[What you will do] Reproduce each entry exactly.

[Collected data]
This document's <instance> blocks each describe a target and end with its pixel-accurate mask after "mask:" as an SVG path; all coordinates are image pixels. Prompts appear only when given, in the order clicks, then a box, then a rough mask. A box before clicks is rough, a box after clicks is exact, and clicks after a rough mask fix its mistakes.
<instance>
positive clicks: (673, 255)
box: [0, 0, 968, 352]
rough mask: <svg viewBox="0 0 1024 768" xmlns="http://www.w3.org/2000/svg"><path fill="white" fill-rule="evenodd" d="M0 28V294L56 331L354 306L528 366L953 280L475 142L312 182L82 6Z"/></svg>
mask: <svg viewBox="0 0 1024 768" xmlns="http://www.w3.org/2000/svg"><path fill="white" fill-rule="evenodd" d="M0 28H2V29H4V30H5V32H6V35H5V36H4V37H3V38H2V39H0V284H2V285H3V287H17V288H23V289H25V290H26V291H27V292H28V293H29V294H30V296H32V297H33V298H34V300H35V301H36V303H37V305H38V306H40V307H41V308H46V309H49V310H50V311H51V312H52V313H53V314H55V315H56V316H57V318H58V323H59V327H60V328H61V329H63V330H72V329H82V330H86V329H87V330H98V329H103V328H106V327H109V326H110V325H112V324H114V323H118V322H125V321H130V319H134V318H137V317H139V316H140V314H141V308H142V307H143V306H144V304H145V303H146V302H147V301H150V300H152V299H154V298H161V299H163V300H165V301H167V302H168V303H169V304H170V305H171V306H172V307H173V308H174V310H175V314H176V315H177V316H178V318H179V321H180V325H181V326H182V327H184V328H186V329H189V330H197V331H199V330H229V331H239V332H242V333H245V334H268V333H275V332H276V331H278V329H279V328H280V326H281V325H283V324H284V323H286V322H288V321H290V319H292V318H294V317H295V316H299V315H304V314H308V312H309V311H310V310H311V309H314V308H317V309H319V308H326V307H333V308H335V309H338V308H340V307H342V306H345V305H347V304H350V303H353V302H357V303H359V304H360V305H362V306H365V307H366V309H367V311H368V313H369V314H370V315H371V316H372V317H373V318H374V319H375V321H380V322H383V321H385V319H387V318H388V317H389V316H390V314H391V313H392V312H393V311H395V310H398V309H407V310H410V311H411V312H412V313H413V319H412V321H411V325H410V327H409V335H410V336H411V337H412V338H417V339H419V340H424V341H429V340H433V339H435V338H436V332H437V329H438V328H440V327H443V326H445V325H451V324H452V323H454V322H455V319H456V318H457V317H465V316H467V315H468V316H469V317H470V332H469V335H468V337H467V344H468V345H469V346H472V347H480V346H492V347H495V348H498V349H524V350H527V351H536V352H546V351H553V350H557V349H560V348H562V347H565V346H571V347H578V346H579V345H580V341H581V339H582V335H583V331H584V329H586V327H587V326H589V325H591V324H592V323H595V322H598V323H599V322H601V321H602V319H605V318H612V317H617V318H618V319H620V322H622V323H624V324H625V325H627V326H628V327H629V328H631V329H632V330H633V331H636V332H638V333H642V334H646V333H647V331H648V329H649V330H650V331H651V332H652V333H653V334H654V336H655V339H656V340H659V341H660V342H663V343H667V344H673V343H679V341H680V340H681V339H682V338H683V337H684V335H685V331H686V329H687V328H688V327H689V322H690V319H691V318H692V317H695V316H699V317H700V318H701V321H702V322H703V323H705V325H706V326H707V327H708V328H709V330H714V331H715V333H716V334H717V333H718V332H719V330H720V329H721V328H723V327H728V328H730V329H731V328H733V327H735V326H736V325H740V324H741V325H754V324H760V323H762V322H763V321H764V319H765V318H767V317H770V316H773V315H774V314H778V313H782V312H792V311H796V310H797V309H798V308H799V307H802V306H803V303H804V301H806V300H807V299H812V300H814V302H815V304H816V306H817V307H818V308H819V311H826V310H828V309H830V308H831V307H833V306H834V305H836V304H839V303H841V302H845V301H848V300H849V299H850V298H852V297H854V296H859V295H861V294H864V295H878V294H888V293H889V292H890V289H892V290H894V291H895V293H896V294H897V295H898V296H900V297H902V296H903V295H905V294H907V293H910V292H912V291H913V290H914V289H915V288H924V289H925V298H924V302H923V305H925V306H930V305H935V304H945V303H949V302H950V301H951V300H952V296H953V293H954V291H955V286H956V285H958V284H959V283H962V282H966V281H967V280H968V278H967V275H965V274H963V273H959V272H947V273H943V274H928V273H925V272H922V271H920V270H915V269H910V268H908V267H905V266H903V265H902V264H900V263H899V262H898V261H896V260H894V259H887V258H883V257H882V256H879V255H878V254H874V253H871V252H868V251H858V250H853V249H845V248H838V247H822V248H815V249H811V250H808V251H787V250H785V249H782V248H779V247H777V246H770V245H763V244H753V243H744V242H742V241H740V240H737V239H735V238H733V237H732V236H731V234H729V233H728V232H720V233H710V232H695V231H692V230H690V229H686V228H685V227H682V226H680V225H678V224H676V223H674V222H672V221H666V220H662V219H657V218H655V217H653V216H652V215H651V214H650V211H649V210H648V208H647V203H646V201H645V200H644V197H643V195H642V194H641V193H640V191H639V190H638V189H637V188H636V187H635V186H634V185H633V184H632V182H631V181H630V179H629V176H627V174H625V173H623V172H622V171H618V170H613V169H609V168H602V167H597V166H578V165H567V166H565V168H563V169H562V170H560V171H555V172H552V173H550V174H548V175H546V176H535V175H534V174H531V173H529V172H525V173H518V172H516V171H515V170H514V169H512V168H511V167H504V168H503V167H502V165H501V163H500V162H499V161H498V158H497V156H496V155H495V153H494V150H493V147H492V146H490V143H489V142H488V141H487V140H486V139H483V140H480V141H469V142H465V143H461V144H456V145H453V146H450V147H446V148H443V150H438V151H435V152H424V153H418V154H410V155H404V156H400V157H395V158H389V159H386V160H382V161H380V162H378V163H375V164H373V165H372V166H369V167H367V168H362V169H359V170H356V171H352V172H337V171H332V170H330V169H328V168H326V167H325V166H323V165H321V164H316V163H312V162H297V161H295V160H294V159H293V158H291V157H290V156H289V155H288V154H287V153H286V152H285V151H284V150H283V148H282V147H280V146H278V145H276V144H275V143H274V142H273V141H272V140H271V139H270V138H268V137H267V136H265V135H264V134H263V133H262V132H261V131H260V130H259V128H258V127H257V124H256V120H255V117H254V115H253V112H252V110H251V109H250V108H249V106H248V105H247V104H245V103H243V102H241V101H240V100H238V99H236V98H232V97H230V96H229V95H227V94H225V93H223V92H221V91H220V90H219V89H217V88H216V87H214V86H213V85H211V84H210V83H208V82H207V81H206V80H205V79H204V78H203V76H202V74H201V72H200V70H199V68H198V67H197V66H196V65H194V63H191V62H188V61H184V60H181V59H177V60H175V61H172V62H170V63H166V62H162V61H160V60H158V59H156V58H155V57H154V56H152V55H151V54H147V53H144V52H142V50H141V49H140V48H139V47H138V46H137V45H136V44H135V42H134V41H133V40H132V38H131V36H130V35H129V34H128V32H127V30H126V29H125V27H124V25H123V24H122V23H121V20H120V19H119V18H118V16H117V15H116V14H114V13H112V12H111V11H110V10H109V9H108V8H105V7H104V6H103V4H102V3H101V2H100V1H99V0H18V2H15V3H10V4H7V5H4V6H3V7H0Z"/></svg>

[Your response]
This document's <instance> blocks each describe a target and end with its pixel-accurate mask after "mask:" as an SVG path; all coordinates are image pixels. Prompts appear only when given, in the order clicks, then a box, then a rough mask. A box before clicks is rough, a box after clicks is exact, and clicks after a rough mask fix its mistakes.
<instance>
positive clicks: (673, 255)
box: [0, 0, 968, 352]
rough mask: <svg viewBox="0 0 1024 768" xmlns="http://www.w3.org/2000/svg"><path fill="white" fill-rule="evenodd" d="M0 28V294L56 331L354 306L528 366L953 280L475 142L312 182L82 6Z"/></svg>
mask: <svg viewBox="0 0 1024 768" xmlns="http://www.w3.org/2000/svg"><path fill="white" fill-rule="evenodd" d="M0 28H2V29H4V30H5V32H6V35H5V36H4V37H3V38H2V39H0V284H2V285H3V287H17V288H23V289H25V290H26V291H27V292H28V293H29V294H30V296H32V297H33V298H34V300H35V301H36V303H37V305H38V306H40V307H41V308H46V309H49V310H50V311H51V312H52V313H53V314H55V315H56V316H57V318H58V323H59V327H60V328H61V329H63V330H72V329H82V330H86V329H87V330H98V329H103V328H106V327H109V326H110V325H112V324H114V323H118V322H125V321H130V319H134V318H137V317H139V316H140V314H141V308H142V307H143V306H144V304H145V303H146V302H147V301H150V300H152V299H154V298H161V299H163V300H165V301H167V302H168V303H169V304H170V305H171V306H172V307H173V308H174V310H175V314H176V315H177V316H178V318H179V321H180V325H181V326H182V327H184V328H186V329H189V330H197V331H199V330H229V331H239V332H242V333H245V334H268V333H275V332H276V331H278V329H279V328H280V326H281V325H283V324H284V323H286V322H288V321H290V319H292V318H294V317H295V316H299V315H304V314H308V312H309V311H310V310H311V309H314V308H317V309H319V308H326V307H333V308H335V309H338V308H340V307H342V306H345V305H347V304H350V303H353V302H357V303H359V304H360V305H362V306H365V307H366V309H367V311H368V313H369V314H370V315H371V316H372V317H373V318H374V319H375V321H380V322H383V321H385V319H387V318H388V317H389V316H390V314H391V313H392V312H393V311H395V310H398V309H407V310H410V311H411V312H412V313H413V319H412V321H411V325H410V327H409V335H410V336H411V337H412V338H417V339H419V340H424V341H429V340H433V339H435V338H436V332H437V329H438V328H440V327H443V326H445V325H451V324H452V323H454V322H455V319H456V318H457V317H465V316H467V315H468V316H469V317H470V332H469V335H468V337H467V344H468V345H469V346H472V347H480V346H492V347H495V348H498V349H524V350H527V351H536V352H546V351H553V350H557V349H560V348H562V347H565V346H571V347H578V346H579V345H580V341H581V339H582V335H583V331H584V329H586V327H587V326H589V325H591V324H592V323H595V322H598V323H599V322H601V321H602V319H605V318H612V317H617V318H618V319H620V322H622V323H624V324H625V325H627V326H628V327H629V328H631V329H632V330H633V331H636V332H638V333H642V334H646V333H647V331H648V329H649V330H650V331H651V332H652V333H653V334H654V336H655V339H656V340H659V341H660V342H663V343H667V344H673V343H679V341H680V340H681V339H682V338H683V337H684V335H685V331H686V329H687V328H688V327H689V322H690V319H691V318H692V317H695V316H699V317H700V318H701V321H702V322H703V323H705V325H706V326H707V327H708V328H709V330H714V331H715V333H716V334H717V333H718V332H719V330H720V329H721V328H723V327H728V328H730V329H731V328H733V327H735V326H736V325H740V324H741V325H754V324H760V323H762V322H763V321H764V319H765V318H767V317H770V316H773V315H774V314H778V313H782V312H792V311H796V310H797V309H798V308H799V307H802V306H803V303H804V301H806V300H807V299H812V300H814V302H815V304H816V306H817V307H818V308H819V311H826V310H828V309H830V308H831V307H833V306H834V305H836V304H839V303H841V302H845V301H848V300H849V299H850V298H852V297H854V296H859V295H861V294H864V295H878V294H888V293H889V292H890V289H892V290H894V291H895V293H896V294H897V295H898V296H900V297H902V296H903V295H905V294H907V293H910V292H912V291H913V290H914V289H915V288H924V289H925V298H924V302H923V305H925V306H930V305H935V304H945V303H949V302H950V301H951V300H952V296H953V293H954V291H955V286H956V285H958V284H959V283H962V282H966V281H967V280H968V278H967V275H965V274H963V273H959V272H947V273H943V274H928V273H925V272H922V271H920V270H915V269H910V268H908V267H905V266H903V265H902V264H900V263H899V262H898V261H896V260H894V259H887V258H883V257H882V256H879V255H878V254H874V253H871V252H868V251H858V250H853V249H845V248H838V247H822V248H815V249H811V250H808V251H787V250H785V249H782V248H779V247H777V246H770V245H763V244H753V243H744V242H742V241H740V240H737V239H735V238H733V237H732V236H731V234H729V233H728V232H720V233H710V232H695V231H692V230H690V229H686V228H685V227H682V226H680V225H678V224H676V223H674V222H672V221H666V220H662V219H657V218H655V217H653V216H652V215H651V214H650V211H649V210H648V208H647V203H646V201H645V200H644V197H643V195H642V194H641V193H640V191H639V190H638V189H637V188H636V187H635V186H634V185H633V184H632V182H631V181H630V179H629V176H627V174H625V173H623V172H622V171H618V170H613V169H609V168H602V167H597V166H578V165H567V166H565V168H563V169H562V170H560V171H555V172H552V173H550V174H548V175H546V176H535V175H534V174H531V173H529V172H525V173H518V172H516V171H515V170H514V169H512V168H511V167H504V168H503V167H502V165H501V163H500V162H499V161H498V158H497V156H496V155H495V153H494V150H493V147H492V146H490V143H489V142H488V141H487V140H486V139H483V140H480V141H469V142H465V143H461V144H456V145H453V146H450V147H446V148H443V150H438V151H435V152H424V153H418V154H410V155H404V156H400V157H395V158H389V159H386V160H382V161H380V162H378V163H375V164H373V165H372V166H369V167H367V168H362V169H359V170H356V171H352V172H337V171H332V170H330V169H328V168H326V167H325V166H323V165H321V164H316V163H312V162H297V161H295V160H294V159H293V158H291V157H290V156H289V155H288V154H287V153H286V152H285V151H284V150H283V148H282V147H280V146H278V145H276V144H275V143H274V142H273V141H272V140H271V139H270V138H268V137H267V136H265V135H264V134H263V133H262V132H261V131H260V130H259V128H258V127H257V124H256V120H255V117H254V115H253V112H252V110H251V109H250V108H249V106H248V105H247V104H245V103H243V102H241V101H240V100H238V99H236V98H232V97H230V96H229V95H227V94H225V93H223V92H221V91H220V90H219V89H217V88H216V87H214V86H213V85H211V84H210V83H208V82H207V81H206V80H205V79H204V78H203V76H202V74H201V72H200V70H199V68H198V67H197V66H196V65H194V63H191V62H188V61H184V60H181V59H177V60H175V61H172V62H170V63H166V62H162V61H160V60H158V59H156V58H155V57H154V56H152V55H151V54H147V53H144V52H142V50H141V49H140V48H139V47H138V46H137V45H136V44H135V42H134V41H133V40H132V38H131V36H130V35H129V34H128V32H127V30H126V29H125V27H124V25H123V24H122V23H121V20H120V19H119V18H118V16H117V15H116V14H114V13H112V12H111V11H110V10H109V9H108V8H105V7H104V6H103V4H102V3H101V2H100V1H99V0H18V2H15V3H10V4H7V5H4V6H3V7H0Z"/></svg>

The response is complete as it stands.